**Text passage**
## Start

Film score by Danny Elfman
- Released: February 17, 2015
- Studios: Sony Scoring Stage, Sony Pictures Studios, Culver City; Studio Della Morte, Los Angeles; Paramount Recording Studios, Los Angeles; Bernie Grundman Mastering, Hollywood;
- Genre: Film score
- Length: 39:57
- Label: Republic
- Producers: Danny Elfman; Dana Sano;

Danny Elfman chronology
| Big Eyes (2014) | Fifty Shades of Grey (2015) | Avengers: Age of Ultron (2015) |

= Fifty Shades of Grey (score) =

Fifty Shades of Grey is the soundtrack to the 2015 film Fifty Shades of Grey directed by Sam Taylor-Johnson, starring Dakota Johnson and Jamie Dornan. It is based on E. L. James' 2011 novel of the same name and serves as the first installment in the Fifty Shades film series. The score, composed by Danny Elfman, was released through Republic Records on February 17, 2015.

== Background ==
Danny Elfman composed the music for Fifty Shades of Grey. He initially accepted the offer after his meeting with Taylor-Johnson, for whose photographs he had an affinity. Calling it "just kind of out of the blue", Elfman also noted the challenge that the genre has no musical guide, as the BDSM-centered romance genre was almost non-existent in Hollywood terms, although the novel was popular.

Elfman came up with the blend of romance and spy film elements in music, that provided a way of Anastasia's perspective after she explores the world of Christian Grey. His instrumentation referenced Ana's inner thoughts, in the absence of narration that happened in the book. Elfman also composed for the sequels, which he described as "real fun, stressless scores" that he enjoyed working on a lot.

## End

**Data**

## Start

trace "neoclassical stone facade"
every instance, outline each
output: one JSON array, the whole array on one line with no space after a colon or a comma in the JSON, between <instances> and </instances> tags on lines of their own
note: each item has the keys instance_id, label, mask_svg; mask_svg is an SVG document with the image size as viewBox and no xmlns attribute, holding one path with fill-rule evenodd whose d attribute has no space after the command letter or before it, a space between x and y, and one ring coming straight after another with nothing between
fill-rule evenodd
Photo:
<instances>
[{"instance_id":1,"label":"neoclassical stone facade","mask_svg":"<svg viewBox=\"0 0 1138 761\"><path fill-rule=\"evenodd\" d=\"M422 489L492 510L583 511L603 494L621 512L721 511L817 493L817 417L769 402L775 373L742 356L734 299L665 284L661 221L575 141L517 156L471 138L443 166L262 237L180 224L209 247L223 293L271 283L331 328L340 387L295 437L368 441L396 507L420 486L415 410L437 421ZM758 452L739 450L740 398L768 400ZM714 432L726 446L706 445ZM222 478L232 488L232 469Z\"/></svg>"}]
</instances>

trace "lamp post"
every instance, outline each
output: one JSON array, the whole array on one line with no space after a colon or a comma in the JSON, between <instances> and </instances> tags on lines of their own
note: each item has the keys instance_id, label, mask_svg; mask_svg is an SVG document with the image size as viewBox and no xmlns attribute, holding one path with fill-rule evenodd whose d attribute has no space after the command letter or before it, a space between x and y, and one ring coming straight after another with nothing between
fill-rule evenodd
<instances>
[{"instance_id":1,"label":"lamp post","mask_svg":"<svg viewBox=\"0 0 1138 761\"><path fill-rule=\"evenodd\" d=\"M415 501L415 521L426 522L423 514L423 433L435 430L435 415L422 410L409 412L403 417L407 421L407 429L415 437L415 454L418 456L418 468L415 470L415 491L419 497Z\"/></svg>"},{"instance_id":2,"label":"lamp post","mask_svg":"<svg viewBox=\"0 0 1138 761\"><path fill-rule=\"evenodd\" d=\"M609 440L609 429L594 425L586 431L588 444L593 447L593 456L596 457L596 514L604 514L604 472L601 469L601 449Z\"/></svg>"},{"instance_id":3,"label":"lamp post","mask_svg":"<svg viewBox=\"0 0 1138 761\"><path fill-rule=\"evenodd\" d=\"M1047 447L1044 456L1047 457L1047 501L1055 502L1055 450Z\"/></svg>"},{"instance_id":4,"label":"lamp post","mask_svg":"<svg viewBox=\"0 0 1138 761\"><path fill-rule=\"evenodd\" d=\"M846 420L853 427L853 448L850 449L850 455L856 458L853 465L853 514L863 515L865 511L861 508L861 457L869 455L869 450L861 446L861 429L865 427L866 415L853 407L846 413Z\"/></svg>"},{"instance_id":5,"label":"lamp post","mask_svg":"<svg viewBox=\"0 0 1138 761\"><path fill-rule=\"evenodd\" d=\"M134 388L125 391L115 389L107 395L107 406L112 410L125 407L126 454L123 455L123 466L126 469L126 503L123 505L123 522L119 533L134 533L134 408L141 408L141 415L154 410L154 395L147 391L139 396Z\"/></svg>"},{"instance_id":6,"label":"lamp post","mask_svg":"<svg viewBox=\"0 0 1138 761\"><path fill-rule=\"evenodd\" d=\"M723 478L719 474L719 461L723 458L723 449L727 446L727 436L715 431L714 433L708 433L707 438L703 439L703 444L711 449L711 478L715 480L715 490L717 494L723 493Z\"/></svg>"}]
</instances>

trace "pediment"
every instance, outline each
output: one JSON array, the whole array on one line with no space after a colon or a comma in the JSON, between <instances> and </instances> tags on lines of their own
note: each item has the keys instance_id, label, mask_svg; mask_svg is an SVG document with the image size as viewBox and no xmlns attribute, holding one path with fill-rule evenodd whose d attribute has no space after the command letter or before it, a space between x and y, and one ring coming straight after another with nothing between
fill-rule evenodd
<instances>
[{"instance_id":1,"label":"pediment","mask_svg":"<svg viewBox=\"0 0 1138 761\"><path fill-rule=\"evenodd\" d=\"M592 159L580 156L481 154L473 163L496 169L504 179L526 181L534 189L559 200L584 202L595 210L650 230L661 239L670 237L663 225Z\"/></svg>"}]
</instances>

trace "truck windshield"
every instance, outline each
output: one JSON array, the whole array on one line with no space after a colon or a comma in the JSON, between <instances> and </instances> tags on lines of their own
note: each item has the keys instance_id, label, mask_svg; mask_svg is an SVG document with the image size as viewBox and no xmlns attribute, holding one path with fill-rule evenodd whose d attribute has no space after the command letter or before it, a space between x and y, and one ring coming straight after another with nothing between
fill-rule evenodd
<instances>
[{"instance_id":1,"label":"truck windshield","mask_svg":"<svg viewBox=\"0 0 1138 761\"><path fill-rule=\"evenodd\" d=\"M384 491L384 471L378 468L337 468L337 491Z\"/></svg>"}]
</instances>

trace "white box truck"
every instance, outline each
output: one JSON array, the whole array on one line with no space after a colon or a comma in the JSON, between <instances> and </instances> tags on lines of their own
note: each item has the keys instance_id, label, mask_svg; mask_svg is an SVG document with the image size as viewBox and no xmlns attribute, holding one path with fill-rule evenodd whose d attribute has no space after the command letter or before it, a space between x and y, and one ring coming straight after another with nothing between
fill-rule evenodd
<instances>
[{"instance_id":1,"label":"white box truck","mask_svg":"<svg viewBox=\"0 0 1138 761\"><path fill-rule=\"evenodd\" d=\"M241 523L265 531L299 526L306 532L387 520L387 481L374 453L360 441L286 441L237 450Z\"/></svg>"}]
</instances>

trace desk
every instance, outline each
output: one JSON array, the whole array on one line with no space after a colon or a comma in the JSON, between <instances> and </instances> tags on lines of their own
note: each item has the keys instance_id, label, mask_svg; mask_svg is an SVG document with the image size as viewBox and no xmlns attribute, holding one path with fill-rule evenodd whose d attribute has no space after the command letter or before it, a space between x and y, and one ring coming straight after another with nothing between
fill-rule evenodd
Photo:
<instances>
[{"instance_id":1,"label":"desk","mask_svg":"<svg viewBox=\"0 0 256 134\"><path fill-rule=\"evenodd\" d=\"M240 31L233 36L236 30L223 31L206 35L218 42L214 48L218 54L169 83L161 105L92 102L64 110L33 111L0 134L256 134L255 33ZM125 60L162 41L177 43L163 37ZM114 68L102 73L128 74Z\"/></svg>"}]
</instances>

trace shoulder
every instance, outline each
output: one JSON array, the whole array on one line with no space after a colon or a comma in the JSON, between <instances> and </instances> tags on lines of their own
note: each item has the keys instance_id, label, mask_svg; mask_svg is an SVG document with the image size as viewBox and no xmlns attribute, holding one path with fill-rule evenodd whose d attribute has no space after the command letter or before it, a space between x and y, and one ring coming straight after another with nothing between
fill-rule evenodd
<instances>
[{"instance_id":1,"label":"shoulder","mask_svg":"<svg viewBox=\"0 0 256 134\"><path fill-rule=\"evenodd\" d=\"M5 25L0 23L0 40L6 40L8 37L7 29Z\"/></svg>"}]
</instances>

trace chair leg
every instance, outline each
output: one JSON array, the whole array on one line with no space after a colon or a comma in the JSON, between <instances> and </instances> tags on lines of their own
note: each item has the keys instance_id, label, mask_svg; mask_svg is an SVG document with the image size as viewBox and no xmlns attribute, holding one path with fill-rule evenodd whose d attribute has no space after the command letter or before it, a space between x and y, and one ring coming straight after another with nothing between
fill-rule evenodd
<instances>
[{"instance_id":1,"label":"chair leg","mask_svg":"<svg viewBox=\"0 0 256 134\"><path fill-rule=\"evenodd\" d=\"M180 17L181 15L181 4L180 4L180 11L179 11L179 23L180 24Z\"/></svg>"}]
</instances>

## End

**Instruction 1**
Please reproduce the passage of the Fifty Shades of Grey score article between "Film score by" and "February 17, 2015.", inclusive.
**Instruction 2**
In the Fifty Shades of Grey score article, what did Elfman's instrumentation reference?

**Exercise solution 1**
Film score by Danny Elfman
- Released: February 17, 2015
- Studios: Sony Scoring Stage, Sony Pictures Studios, Culver City; Studio Della Morte, Los Angeles; Paramount Recording Studios, Los Angeles; Bernie Grundman Mastering, Hollywood;
- Genre: Film score
- Length: 39:57
- Label: Republic
- Producers: Danny Elfman; Dana Sano;

Danny Elfman chronology
| Big Eyes (2014) | Fifty Shades of Grey (2015) | Avengers: Age of Ultron (2015) |

= Fifty Shades of Grey (score) =

Fifty Shades of Grey is the soundtrack to the 2015 film Fifty Shades of Grey directed by Sam Taylor-Johnson, starring Dakota Johnson and Jamie Dornan. It is based on E. L. James' 2011 novel of the same name and serves as the first installment in the Fifty Shades film series. The score, composed by Danny Elfman, was released through Republic Records on February 17, 2015.

**Exercise solution 2**
Ana's inner thoughts, in place of the narration found in the book.